Prompt:
The entries below contain a line with "[tag] shrub (a point for each instance)" and a line with "[tag] white apartment". Retype exactly everything from the first down to the second, both included, and nothing else.

Material to process:
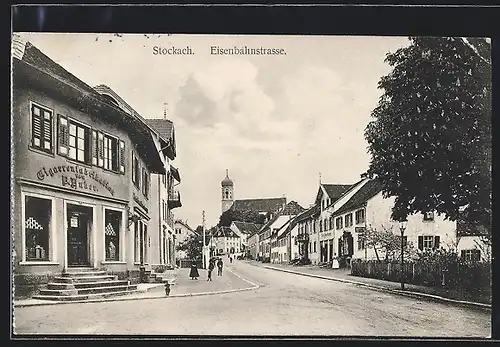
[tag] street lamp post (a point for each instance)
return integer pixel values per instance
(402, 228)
* * *
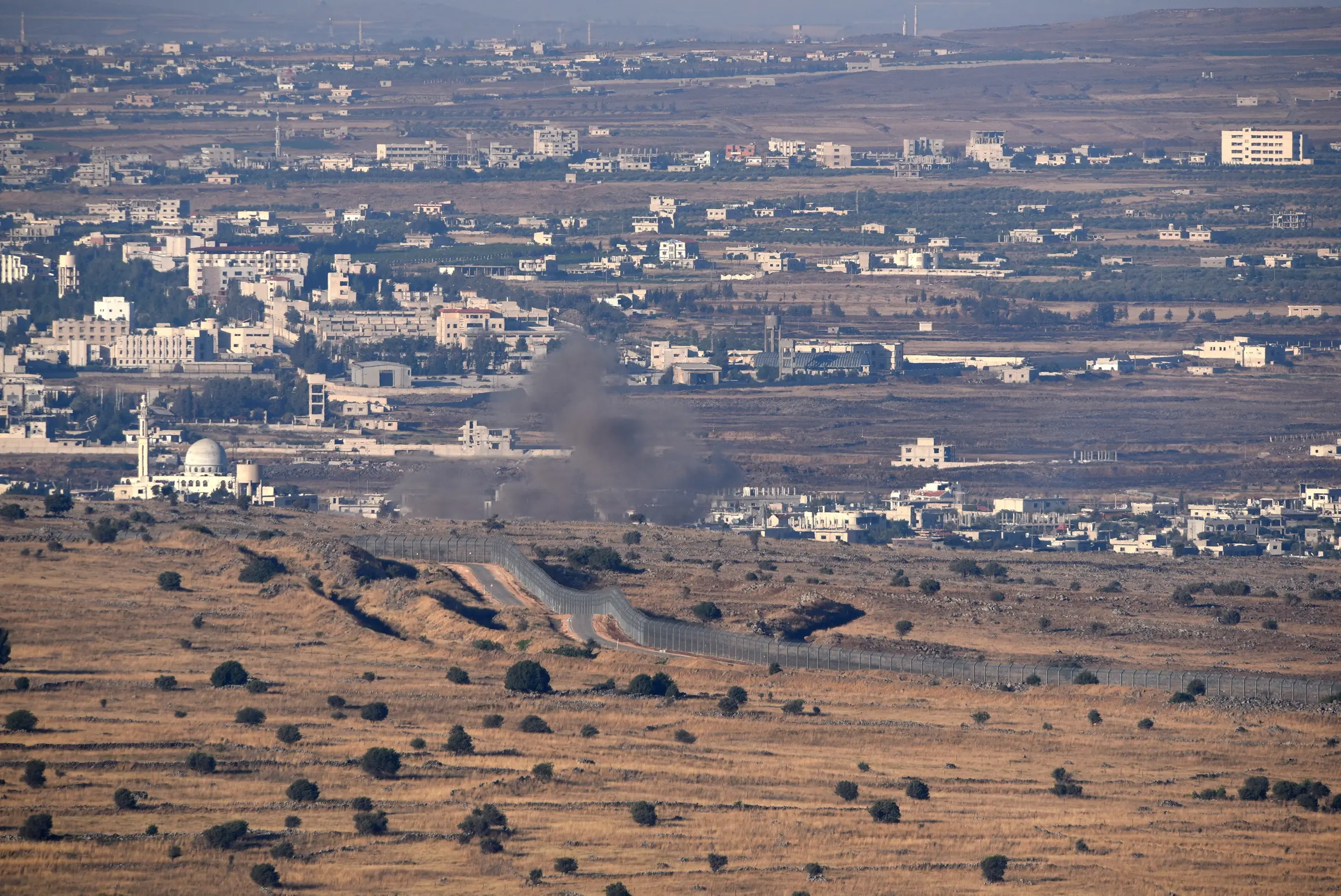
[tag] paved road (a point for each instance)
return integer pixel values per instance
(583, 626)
--
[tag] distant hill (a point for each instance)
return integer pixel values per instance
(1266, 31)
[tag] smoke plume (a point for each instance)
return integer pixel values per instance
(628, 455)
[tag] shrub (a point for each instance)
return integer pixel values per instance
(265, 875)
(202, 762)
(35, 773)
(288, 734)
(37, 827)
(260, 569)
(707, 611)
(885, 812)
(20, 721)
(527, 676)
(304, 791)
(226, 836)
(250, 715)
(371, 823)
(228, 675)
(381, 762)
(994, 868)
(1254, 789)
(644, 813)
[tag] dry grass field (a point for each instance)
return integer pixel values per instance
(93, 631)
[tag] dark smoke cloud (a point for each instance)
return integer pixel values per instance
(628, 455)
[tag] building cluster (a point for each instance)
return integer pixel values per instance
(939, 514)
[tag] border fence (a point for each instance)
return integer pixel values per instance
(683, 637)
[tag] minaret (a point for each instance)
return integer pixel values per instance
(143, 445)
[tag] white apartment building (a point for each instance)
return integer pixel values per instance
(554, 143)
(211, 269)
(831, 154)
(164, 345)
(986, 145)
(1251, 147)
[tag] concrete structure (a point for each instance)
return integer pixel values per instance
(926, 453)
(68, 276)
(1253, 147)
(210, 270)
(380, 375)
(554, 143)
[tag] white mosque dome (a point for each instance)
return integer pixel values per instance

Exercise response:
[tag] shrub (a point for each instance)
return integer pixel values per instance
(265, 875)
(202, 762)
(35, 773)
(288, 734)
(37, 827)
(260, 569)
(707, 611)
(885, 812)
(20, 721)
(527, 676)
(304, 791)
(226, 836)
(250, 715)
(371, 823)
(228, 675)
(381, 762)
(994, 868)
(1254, 789)
(644, 813)
[tag] dry grass field (a point for each instance)
return integer pixel values per instance
(93, 631)
[tag] dark smoke cloud (a point for each instance)
return integer pixel values per instance
(628, 455)
[tag] building cluster (a point for each instance)
return integer pixel values per instance
(939, 514)
[tag] border fence (a point for each instance)
return integer pixel values per instance
(683, 637)
[tag] minaret (a point for each instance)
return integer pixel values per instance
(143, 445)
[tag] white apartment building (a point for each instance)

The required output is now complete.